_TEXTE CHOISI_.
++++++++++
Jeune femme nue au miroir, © PHOTOMONTAGE LE VIF/L'EXPRESS - MICHIEL HENDRYCKX - KUNSTHISTORISCHES MUSEUM WIEN-GETTY IMAGES

Partitions et lumières

Une personnalité dévoile ses oeuvres d’art préférées. Celles qui, à ses yeux, n’ont pas de prix. Pourtant, elles en ont un. Elles révèlent aussi des pans inédits de son parcours, de son caractère et de son intimité. Cette semaine : le grand chef d’orchestre Philippe Herreweghe.

Un petit palazzo aux couleurs  » gris Versailles « , un jardin à l’anglaise et des bouquets de roses Redouté éparpillés dans le séjour, bienvenue chez Philippe Herreweghe, le célèbre chef d’orchestre gantois, qui ne passe pas plus de soixante jours par an dans sa belle demeure bruxelloise. Avec ses nombreux concerts aux quatre coins du monde et les festivités à l’occasion de son 70eanniversaire (lire aussi Le Vif/L’Express du 12 mai dernier), le maestro, dont le répertoire s’étend de la Renaissance à la musique contemporaire, n’a pas eu un moment pour lui depuis trois mois. Néanmoins, il a le temps de vous recevoir juste avant de retrouver sa fidèle équipe et d’arrêter l’agenda des trois prochaines années.
++++++++++
Extrait d'un fichier de données
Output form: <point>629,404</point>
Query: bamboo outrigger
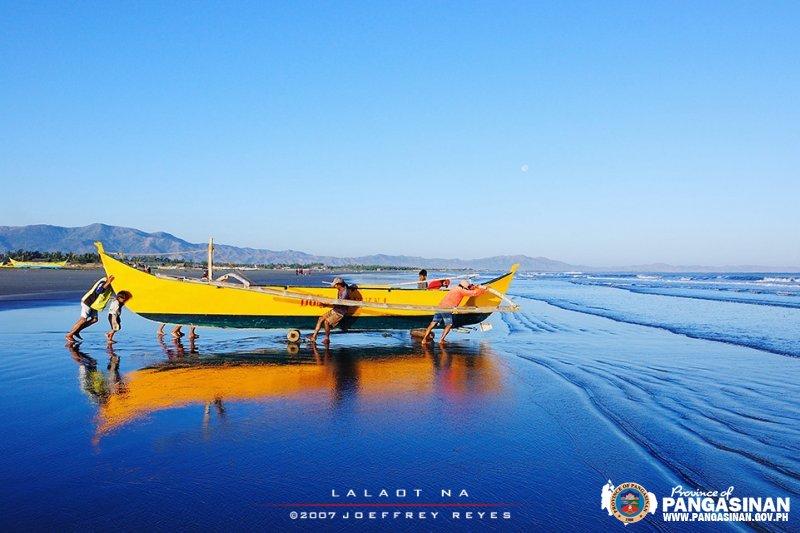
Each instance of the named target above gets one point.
<point>218,303</point>
<point>37,264</point>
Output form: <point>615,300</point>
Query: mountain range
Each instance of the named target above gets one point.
<point>48,238</point>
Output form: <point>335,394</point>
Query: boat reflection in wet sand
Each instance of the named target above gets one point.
<point>369,374</point>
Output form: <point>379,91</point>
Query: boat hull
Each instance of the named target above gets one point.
<point>352,322</point>
<point>191,301</point>
<point>37,264</point>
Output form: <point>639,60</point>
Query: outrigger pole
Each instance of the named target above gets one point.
<point>211,259</point>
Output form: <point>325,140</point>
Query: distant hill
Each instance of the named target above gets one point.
<point>47,238</point>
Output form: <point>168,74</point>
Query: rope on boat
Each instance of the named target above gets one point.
<point>159,254</point>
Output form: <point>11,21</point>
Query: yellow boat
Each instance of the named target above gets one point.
<point>221,304</point>
<point>37,264</point>
<point>381,374</point>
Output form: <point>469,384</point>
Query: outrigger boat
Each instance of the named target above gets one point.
<point>220,303</point>
<point>37,264</point>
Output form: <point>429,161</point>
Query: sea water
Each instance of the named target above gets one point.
<point>659,380</point>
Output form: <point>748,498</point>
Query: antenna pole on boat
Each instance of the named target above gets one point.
<point>211,259</point>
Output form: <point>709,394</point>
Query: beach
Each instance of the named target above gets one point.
<point>660,380</point>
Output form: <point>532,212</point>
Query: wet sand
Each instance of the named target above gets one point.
<point>237,427</point>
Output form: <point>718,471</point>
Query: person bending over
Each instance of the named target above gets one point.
<point>451,300</point>
<point>332,318</point>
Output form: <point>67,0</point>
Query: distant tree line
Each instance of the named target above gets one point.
<point>88,258</point>
<point>36,255</point>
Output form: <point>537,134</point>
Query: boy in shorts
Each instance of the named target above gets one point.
<point>93,301</point>
<point>332,318</point>
<point>452,299</point>
<point>115,312</point>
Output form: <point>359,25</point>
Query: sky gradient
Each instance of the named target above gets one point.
<point>623,133</point>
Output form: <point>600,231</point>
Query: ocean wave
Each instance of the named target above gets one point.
<point>765,341</point>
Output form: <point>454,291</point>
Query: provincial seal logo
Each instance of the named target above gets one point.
<point>628,502</point>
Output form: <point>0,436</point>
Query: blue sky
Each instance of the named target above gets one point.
<point>600,133</point>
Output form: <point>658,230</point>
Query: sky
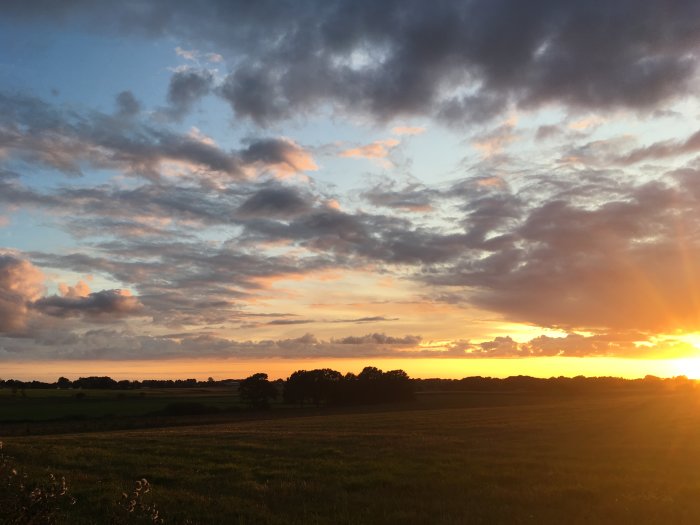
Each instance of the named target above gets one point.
<point>454,188</point>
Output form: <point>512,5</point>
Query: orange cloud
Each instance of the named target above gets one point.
<point>377,150</point>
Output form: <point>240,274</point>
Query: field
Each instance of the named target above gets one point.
<point>448,459</point>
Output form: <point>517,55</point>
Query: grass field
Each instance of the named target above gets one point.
<point>499,459</point>
<point>51,404</point>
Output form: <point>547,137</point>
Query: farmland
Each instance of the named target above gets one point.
<point>448,458</point>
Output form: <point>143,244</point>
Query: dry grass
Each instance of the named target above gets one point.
<point>627,459</point>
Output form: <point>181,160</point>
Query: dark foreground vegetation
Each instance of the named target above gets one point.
<point>504,458</point>
<point>477,450</point>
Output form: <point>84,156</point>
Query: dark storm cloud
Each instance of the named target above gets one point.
<point>457,60</point>
<point>274,202</point>
<point>186,88</point>
<point>115,344</point>
<point>630,262</point>
<point>572,345</point>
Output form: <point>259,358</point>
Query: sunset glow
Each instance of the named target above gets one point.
<point>448,190</point>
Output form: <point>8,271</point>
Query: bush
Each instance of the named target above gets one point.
<point>25,501</point>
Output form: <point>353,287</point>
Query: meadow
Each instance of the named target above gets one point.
<point>448,458</point>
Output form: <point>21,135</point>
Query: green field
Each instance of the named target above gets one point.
<point>46,404</point>
<point>485,459</point>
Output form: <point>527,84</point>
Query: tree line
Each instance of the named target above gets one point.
<point>327,387</point>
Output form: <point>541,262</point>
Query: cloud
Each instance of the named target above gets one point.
<point>407,130</point>
<point>186,88</point>
<point>413,197</point>
<point>457,61</point>
<point>275,202</point>
<point>36,132</point>
<point>20,284</point>
<point>381,339</point>
<point>377,150</point>
<point>612,265</point>
<point>106,304</point>
<point>662,150</point>
<point>281,156</point>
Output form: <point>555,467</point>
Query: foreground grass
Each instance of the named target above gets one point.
<point>630,459</point>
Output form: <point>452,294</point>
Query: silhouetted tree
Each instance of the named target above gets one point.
<point>256,391</point>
++++++++++
_VOTRE TRAVAIL_.
1) Recopiez fidèlement le passage de l'article sur Philippe Herreweghe qui s'ouvre sur les mots contenant « Jeune femme nue » et se clôt sur « d’orchestre Philippe Herreweghe. ».
2) Pour chacune des affirmations suivantes, dites si l'article sur Philippe Herreweghe la confirme, en répondant par oui ou par non et en citant mot pour mot le passage décisif. (a) Philippe Herreweghe passe plus de soixante jours par an dans sa demeure bruxelloise. (b) Des bouquets de roses Redouté se trouvent dans le séjour. (c) Philippe Herreweghe est présenté comme un chef d'orchestre gantois.

_RÉPONSES COMPLÈTES_.
1)
Jeune femme nue au miroir, © PHOTOMONTAGE LE VIF/L'EXPRESS - MICHIEL HENDRYCKX - KUNSTHISTORISCHES MUSEUM WIEN-GETTY IMAGES

Partitions et lumières

Une personnalité dévoile ses oeuvres d’art préférées. Celles qui, à ses yeux, n’ont pas de prix. Pourtant, elles en ont un. Elles révèlent aussi des pans inédits de son parcours, de son caractère et de son intimité. Cette semaine : le grand chef d’orchestre Philippe Herreweghe.

2)
(a) Non : « qui ne passe pas plus de soixante jours par an dans sa belle demeure bruxelloise ».
(b) Oui : « des bouquets de roses Redouté éparpillés dans le séjour ».
(c) Oui : « le célèbre chef d’orchestre gantois ».